- [What is required]:
Quote the stretch of the listing from the line containing "formatted like [192,89]." through the end of the listing, copying each line word for word.
── Task input ──
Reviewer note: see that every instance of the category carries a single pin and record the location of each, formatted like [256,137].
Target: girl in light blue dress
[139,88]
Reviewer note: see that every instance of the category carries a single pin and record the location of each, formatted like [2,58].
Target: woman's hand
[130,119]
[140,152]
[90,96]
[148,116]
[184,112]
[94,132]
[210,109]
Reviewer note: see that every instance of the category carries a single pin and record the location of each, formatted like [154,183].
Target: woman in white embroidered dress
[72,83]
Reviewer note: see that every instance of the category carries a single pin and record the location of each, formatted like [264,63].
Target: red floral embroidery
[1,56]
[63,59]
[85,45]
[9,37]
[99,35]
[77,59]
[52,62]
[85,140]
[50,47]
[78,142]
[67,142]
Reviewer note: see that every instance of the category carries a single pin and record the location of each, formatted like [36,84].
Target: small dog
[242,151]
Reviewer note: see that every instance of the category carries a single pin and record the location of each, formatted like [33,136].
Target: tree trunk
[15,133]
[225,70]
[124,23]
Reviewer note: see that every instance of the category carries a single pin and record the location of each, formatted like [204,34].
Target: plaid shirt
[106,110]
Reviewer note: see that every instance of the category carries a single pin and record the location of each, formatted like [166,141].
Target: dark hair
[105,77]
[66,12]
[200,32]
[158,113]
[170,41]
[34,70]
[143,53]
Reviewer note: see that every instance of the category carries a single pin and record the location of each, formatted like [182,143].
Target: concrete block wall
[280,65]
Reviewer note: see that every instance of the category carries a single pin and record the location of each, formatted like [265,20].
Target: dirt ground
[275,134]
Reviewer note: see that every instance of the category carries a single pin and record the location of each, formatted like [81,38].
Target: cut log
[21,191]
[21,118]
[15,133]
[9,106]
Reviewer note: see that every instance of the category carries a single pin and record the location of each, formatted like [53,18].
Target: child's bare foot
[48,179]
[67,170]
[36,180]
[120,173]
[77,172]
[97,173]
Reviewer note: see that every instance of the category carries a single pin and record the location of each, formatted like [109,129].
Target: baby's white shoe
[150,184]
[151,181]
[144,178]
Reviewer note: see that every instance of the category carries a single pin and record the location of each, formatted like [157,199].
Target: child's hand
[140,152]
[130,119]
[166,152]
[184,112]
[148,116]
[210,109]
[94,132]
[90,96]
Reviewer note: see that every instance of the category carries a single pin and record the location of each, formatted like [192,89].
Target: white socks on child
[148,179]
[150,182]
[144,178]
───
- [Task result]:
Reviewer note: see that every instance of the category carries a single pin and record the location of each, formatted like [192,89].
Target: white socks on child
[148,179]
[150,182]
[144,178]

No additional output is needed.